TASK PROMPT:
Express the lines of the records, beginning with the line that contains "Reviewer note: every instance of the baseboard" and continuing through the line that contains "[[169, 387]]", as a Markdown table. Give it two columns, Row for the row number and Line for the text of each line, and leave out any blank lines.

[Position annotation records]
>>>>>
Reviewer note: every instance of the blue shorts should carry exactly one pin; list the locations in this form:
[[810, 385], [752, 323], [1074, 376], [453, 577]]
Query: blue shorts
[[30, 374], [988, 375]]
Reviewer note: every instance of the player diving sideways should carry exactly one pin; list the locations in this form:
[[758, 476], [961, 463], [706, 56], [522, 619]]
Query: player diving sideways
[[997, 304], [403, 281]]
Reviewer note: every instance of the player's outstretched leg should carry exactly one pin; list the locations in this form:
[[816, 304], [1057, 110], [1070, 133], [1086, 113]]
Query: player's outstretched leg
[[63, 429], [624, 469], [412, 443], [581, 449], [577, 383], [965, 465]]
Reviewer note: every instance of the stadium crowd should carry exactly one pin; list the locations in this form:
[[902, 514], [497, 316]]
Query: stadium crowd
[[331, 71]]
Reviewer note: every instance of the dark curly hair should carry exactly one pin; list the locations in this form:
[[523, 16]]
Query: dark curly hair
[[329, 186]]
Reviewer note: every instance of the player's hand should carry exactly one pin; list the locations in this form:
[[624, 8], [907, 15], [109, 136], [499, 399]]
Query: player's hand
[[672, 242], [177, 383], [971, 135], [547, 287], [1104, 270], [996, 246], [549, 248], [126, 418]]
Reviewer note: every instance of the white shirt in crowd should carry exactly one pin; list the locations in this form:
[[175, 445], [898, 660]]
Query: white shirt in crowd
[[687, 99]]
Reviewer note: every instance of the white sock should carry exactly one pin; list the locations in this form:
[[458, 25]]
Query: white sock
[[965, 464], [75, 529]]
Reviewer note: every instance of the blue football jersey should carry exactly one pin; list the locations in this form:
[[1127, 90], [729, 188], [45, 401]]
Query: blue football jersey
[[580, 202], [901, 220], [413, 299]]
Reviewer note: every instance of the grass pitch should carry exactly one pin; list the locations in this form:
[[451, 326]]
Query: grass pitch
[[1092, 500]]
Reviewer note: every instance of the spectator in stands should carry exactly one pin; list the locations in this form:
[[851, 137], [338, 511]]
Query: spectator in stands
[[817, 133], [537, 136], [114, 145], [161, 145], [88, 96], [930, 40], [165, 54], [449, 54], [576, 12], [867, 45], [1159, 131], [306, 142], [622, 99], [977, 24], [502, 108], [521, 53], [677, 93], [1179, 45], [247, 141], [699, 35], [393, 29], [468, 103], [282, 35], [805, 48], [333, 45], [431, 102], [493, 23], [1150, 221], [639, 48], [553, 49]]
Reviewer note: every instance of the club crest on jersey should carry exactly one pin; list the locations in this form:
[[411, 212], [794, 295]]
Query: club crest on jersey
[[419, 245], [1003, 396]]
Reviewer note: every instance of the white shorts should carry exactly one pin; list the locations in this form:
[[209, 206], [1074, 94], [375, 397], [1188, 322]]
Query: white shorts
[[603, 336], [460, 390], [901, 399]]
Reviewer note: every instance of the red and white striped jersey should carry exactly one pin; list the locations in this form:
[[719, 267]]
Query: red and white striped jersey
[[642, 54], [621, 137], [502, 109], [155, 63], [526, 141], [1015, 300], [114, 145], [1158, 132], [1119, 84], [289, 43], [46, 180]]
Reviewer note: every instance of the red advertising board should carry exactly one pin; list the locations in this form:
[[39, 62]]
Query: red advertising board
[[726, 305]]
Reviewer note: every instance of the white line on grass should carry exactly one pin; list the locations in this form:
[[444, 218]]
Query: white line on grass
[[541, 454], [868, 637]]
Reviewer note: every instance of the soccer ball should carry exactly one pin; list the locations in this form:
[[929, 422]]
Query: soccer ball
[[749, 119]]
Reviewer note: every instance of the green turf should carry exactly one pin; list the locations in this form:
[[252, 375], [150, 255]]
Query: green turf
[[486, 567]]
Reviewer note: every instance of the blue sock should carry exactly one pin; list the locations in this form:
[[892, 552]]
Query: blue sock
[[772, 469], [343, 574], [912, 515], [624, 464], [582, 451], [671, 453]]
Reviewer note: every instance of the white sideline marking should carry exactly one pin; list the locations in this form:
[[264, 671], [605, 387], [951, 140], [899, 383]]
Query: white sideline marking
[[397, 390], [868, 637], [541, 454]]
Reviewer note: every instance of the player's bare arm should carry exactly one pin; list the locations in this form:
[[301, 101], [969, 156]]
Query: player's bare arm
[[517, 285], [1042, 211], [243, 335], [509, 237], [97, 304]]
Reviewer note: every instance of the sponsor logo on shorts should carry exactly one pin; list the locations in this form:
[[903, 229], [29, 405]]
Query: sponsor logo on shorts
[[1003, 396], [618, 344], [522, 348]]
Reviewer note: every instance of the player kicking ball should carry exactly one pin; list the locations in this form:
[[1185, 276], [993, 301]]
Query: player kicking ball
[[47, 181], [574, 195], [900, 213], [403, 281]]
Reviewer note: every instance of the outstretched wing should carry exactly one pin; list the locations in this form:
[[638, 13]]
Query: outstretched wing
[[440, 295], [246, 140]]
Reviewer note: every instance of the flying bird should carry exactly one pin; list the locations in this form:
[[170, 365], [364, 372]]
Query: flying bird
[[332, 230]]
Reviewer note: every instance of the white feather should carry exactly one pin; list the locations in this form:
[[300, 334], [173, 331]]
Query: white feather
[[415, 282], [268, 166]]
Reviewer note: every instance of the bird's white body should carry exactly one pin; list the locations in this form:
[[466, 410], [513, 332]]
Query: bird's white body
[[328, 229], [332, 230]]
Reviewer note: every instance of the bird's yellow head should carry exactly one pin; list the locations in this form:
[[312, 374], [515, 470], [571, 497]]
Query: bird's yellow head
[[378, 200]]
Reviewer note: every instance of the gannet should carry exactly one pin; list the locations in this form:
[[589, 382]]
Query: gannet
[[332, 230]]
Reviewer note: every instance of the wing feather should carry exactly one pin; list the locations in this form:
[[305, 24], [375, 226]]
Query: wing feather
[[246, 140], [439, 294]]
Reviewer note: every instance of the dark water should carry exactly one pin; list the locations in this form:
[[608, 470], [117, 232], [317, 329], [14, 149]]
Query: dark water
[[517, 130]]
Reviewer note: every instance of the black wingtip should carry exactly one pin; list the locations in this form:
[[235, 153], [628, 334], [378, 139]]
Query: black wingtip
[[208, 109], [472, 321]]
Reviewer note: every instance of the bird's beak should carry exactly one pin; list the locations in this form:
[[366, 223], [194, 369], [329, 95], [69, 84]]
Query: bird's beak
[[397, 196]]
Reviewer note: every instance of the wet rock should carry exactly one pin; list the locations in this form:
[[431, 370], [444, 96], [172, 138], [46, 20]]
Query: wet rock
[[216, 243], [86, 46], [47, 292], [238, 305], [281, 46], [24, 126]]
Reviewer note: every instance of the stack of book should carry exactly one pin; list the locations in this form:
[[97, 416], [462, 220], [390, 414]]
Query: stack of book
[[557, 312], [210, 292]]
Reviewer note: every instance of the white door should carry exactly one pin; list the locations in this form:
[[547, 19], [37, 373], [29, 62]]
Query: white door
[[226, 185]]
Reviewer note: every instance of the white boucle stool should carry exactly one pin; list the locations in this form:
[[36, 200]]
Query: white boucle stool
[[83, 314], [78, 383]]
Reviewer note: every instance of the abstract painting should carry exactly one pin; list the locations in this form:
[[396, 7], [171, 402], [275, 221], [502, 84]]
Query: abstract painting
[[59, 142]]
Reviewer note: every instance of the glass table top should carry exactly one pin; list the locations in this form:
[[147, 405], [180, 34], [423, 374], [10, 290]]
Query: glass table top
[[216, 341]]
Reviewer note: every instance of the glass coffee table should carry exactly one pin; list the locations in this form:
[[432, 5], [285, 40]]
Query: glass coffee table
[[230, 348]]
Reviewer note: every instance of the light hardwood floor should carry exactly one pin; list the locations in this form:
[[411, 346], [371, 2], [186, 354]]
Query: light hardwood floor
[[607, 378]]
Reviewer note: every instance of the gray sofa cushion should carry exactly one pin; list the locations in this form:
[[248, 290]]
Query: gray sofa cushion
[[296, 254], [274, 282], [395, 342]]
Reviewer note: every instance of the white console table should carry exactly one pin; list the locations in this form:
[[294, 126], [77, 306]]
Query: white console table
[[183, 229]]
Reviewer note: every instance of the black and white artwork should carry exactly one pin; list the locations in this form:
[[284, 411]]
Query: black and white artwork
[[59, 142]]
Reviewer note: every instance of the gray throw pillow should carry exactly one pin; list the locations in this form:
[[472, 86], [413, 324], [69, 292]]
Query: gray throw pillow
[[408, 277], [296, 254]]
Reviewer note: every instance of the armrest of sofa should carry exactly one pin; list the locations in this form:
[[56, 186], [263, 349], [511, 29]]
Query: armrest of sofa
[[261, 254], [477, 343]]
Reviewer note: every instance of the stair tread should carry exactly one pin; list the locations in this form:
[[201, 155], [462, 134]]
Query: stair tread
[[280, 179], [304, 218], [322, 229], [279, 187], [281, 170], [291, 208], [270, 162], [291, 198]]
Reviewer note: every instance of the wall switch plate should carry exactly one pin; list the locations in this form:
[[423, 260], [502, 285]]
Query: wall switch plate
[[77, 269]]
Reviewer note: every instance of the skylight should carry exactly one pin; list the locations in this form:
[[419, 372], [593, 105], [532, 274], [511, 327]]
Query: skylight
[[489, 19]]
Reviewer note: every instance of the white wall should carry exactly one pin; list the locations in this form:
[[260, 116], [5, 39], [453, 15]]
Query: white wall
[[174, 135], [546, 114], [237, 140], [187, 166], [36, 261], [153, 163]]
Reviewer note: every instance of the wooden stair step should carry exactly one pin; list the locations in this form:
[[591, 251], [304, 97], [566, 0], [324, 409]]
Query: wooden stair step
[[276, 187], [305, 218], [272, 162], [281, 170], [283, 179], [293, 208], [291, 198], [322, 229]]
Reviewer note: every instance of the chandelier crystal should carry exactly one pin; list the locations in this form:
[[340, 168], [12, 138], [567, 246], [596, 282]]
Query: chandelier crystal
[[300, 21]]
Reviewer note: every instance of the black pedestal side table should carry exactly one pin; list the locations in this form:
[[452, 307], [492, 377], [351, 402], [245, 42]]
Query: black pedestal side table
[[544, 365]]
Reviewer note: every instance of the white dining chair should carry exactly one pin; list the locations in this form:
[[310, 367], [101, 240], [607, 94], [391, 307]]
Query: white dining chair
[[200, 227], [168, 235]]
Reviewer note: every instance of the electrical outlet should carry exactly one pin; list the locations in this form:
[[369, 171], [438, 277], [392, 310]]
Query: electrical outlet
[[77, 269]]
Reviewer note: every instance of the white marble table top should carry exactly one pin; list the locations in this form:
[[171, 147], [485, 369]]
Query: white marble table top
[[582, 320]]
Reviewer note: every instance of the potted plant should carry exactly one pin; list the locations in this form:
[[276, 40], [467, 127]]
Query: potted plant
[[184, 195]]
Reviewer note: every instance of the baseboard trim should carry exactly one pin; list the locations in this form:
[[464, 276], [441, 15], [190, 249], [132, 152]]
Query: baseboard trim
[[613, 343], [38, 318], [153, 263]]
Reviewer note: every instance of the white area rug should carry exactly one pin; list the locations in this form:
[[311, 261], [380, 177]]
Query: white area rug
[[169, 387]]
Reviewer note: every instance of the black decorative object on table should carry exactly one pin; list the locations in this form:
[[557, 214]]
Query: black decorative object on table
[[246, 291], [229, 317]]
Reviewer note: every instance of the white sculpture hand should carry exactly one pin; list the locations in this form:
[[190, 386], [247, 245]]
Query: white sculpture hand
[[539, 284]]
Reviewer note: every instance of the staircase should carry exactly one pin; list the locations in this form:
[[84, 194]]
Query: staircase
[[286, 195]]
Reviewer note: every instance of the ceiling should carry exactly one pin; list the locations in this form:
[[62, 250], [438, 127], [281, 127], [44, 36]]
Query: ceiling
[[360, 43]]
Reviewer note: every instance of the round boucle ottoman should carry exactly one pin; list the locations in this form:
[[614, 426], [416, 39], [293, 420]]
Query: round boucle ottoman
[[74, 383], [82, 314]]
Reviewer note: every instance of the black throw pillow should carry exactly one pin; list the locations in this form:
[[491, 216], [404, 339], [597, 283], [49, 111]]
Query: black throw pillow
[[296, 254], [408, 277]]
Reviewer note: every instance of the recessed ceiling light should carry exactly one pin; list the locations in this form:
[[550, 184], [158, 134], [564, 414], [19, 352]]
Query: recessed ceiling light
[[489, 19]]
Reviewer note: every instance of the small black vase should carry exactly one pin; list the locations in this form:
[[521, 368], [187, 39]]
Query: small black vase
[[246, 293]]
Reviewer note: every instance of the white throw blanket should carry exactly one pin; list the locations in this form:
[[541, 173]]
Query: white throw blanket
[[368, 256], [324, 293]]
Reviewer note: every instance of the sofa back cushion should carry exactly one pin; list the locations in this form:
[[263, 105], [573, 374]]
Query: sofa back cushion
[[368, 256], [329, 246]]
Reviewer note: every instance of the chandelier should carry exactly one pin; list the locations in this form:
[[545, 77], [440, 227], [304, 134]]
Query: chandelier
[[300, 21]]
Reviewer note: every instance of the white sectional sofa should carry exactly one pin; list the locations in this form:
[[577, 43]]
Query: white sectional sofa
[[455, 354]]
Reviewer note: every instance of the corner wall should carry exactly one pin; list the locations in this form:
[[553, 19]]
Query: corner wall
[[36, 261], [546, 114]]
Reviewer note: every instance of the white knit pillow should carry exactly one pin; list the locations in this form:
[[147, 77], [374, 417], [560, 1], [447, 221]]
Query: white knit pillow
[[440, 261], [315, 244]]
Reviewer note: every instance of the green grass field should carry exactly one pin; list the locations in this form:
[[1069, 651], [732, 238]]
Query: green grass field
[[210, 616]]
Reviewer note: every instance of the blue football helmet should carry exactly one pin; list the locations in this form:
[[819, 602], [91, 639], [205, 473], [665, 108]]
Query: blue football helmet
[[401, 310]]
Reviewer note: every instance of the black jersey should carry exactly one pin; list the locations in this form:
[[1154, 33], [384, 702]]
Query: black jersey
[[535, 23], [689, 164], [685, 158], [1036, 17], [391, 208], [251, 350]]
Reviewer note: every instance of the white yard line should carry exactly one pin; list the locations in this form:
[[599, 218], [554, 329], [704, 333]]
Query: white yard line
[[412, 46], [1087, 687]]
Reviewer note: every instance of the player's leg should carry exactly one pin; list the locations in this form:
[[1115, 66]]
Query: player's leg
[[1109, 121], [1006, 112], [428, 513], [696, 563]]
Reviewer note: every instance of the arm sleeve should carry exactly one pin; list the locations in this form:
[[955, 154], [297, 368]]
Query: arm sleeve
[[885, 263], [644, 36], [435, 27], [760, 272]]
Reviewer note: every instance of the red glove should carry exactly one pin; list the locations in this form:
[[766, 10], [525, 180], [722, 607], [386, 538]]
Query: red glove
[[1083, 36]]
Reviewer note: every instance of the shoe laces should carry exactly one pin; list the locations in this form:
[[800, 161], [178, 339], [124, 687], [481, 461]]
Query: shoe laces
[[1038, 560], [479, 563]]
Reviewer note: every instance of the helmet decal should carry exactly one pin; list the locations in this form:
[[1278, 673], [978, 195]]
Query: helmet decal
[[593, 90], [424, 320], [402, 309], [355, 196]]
<<<<<
EXERCISE SOLUTION:
| Row | Line |
|---|---|
| 1 | Reviewer note: every instance of the baseboard trim should carry exactly one pin; list the locations in this form: |
| 2 | [[464, 276], [441, 15], [190, 249], [132, 152]] |
| 3 | Query: baseboard trim |
| 4 | [[613, 343], [38, 318], [153, 263]] |
| 5 | Reviewer note: every instance of the white area rug should carry exactly one pin; list the locations in this form: |
| 6 | [[311, 261], [380, 177]] |
| 7 | Query: white area rug |
| 8 | [[169, 387]] |